**Excerpt:**
Pubdate: Tue, 17 Nov 2009
Source: Langley Advance (CN BC)
Copyright: 2009 Lower Mainland Publishing Group Inc.
Author: Frank G. Sterle, Jr.,


Dear Editor,

Re: "Drugs: Marijuana safer than water" & "Drugs: Harmful pot claims 
unfounded," Letters, Oct.30, Langley Advance. Maybe marijuana is 
safer than the water that's flushed down the toilet after it's been 
used; furthermore, it's been solidly proven that marijuana 
consumption is indeed damaging to the human body and mind.

As a former frequent cannabis consumer, I, along with many of my 
former (some still) cannabis-consuming peers whom I've bumped into 
these last dozen years or so, can attest to the permanent damage that 
marijuana can cause to the consumer's body and mind.

Scientific proof of such potential damage? For one, there are the 
startling facts published in an article last September 17 in London's 
Guardian newspaper; it was authored by professor of psychiatry at the 
Institute of Psychiatry and hospital consultant, Robin Murray:

"In the mid-90s, a Dutch psychiatrist named Don Lintzen, from the 
University Clinic in Amsterdam, noted that people with schizophrenia 
who consumed a lot of cannabis had a much worse outcome than those 
who didn't. This was confirmed by other studies, including a 
four-year follow-up at the Maudsley Hospital. Those who continued to 
smoke cannabis were three times more likely to develop a chronic 
illness than those who did not consume the drug," Murray learned.

"Why does cannabis exacerbate psychosis? In schizophrenia, the 
hallucinations result from an excess of a brain chemical called 
dopamine. All of the drugs that cause psychosis -- amphetamines, 
cocaine and cannabis -- increase the release of dopamine in the 
brain. In this way, they are distinct from illicit drugs such as 
heroin or morphine, which do not make psychosis worse."

If pro-pot people propose legalizing cannabis possession for 
practical reasons - e.g., less pressure on already-overburdened 
law-enforcement and justice systems - that's a clear and perhaps 
debatable motive. However, there's simply way too much of the 
media-propagated misinformation out there implying - or outright 
declaring - to our impressionable youth that cannabis consumption is harmless.

**Study material:**
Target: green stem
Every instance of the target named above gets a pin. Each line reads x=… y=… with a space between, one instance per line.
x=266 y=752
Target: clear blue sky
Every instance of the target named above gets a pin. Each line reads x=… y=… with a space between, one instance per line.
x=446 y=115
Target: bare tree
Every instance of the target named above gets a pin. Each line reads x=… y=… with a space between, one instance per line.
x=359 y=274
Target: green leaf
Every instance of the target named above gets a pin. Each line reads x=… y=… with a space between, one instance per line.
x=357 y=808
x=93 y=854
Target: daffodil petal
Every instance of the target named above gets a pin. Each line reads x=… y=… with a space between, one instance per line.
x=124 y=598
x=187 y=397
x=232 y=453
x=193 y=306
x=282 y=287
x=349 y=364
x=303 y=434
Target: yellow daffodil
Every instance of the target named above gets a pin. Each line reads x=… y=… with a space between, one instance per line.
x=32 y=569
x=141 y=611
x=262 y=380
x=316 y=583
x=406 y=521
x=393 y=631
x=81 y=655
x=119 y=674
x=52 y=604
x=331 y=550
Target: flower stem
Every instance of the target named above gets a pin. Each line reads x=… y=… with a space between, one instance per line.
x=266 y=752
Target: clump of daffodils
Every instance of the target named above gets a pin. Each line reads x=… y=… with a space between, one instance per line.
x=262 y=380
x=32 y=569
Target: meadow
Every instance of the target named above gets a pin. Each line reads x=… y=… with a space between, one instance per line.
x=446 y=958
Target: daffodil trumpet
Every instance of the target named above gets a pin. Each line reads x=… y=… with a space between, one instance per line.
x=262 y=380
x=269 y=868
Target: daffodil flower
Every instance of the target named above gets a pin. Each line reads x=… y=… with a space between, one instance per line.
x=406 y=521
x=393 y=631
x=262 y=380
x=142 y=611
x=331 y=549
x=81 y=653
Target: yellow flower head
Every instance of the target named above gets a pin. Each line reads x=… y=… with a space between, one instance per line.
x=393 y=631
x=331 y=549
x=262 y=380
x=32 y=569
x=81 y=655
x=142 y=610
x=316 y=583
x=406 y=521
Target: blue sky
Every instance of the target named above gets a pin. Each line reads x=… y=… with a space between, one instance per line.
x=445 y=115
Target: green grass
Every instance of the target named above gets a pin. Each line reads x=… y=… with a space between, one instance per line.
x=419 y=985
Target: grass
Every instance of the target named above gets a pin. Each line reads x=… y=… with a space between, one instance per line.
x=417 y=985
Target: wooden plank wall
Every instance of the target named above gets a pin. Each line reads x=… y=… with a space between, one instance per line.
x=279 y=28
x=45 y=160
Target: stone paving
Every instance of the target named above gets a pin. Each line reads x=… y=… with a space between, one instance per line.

**Exercise requirements:**
a. In the marijuana letter, how does the passage from "If pro-pot people" to "consumption is harmless." read once "misinformation" is swapped for "disinformation"?
b. How would you put this sentence from the marijuana letter into Spanish: "This was confirmed by other studies, including a four-year follow-up at the Maudsley Hospital."

**Task responses:**
a.
If pro-pot people propose legalizing cannabis possession for 
practical reasons - e.g., less pressure on already-overburdened 
law-enforcement and justice systems - that's a clear and perhaps 
debatable motive. However, there's simply way too much of the 
media-propagated disinformation out there implying - or outright 
declaring - to our impressionable youth that cannabis consumption is harmless.

b. Esto fue confirmado por otros estudios, incluido un seguimiento de cuatro años en el Hospital Maudsley.